**Dataset entries**
::::

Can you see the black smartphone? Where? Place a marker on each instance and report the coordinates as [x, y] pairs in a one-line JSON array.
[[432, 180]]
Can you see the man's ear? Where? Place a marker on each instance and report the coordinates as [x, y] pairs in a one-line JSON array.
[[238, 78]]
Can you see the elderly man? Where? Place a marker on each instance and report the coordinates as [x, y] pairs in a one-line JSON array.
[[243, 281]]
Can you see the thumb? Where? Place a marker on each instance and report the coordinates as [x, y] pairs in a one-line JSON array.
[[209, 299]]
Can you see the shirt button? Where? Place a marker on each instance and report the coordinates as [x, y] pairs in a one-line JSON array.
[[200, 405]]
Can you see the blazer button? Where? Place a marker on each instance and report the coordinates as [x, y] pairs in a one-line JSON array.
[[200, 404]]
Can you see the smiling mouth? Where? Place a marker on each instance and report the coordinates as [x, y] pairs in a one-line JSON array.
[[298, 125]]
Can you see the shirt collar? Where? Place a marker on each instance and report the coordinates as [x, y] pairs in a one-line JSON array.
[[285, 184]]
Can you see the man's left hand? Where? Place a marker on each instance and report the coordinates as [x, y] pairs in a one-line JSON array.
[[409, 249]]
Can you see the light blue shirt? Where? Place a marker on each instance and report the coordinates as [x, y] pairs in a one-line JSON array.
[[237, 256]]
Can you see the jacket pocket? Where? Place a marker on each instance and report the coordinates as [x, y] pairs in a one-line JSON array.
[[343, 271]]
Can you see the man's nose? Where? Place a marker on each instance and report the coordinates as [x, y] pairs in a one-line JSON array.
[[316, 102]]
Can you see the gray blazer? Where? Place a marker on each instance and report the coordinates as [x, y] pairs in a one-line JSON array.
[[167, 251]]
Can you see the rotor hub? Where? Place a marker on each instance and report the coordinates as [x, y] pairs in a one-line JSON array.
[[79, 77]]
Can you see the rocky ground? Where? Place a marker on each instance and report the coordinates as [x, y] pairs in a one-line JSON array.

::::

**Exercise requirements**
Can you copy out every entry above, replacing "marker" with "dot" and leaving everything else untouched?

**Result of this task**
Can you see the black smartphone? Where? Place a dot on each instance and report the coordinates as [x, y] pairs in a one-line JSON array.
[[432, 180]]
Can you see the man's ear? Where? Place a dot on each instance and report the coordinates as [x, y] pairs in a one-line JSON array.
[[238, 78]]
Can you see the elderly man? Where? Place a dot on each instance and report the coordinates as [x, y] pairs in a one-line JSON array.
[[243, 281]]
Can you see the thumb? Where? Place a dot on each instance and report the coordinates as [x, y] pairs in a one-line JSON array.
[[209, 299]]
Can you see the shirt button? Where? Place a dot on each instance and report the coordinates as [x, y] pairs in a one-line JSON array.
[[200, 405]]
Can you see the blazer button? Where? Place a dot on each instance and report the coordinates as [x, y] pairs in a one-line JSON array.
[[200, 404]]
Can you see the smiling mouth? Where? Place a dot on each instance and report the coordinates as [x, y] pairs in a one-line JSON array.
[[298, 125]]
Can you see the shirt collar? Where? Place a dot on each instance and report the coordinates as [x, y] pairs in a one-line JSON array.
[[285, 184]]
Can you see the man's left hand? Where? Place a dot on each instance and report the coordinates as [x, y] pairs in a one-line JSON array.
[[409, 249]]
Can you see the light blue shirt? Where? Place a dot on each instance and report the coordinates as [x, y] pairs in a one-line JSON array.
[[237, 256]]
Can you see the jacket pocket? Where? Place a dot on each instance and report the coordinates as [x, y] pairs in a one-line JSON array.
[[343, 271]]
Can you see the man's nose? Where? Place a dot on each instance and report the coordinates as [x, y] pairs in a one-line JSON array.
[[316, 102]]
Can you see the gray blazer? Where? Place a dot on each instance and report the coordinates as [x, y] pairs in a one-line JSON array.
[[167, 251]]
Can you see the rotor hub? Where? Place a dot on each instance and report the coordinates as [x, y] pairs in a one-line JSON array.
[[79, 77]]
Can you see the rocky ground? Where? Place a dot on each instance and report the coordinates as [x, y] pairs in a one-line JSON array.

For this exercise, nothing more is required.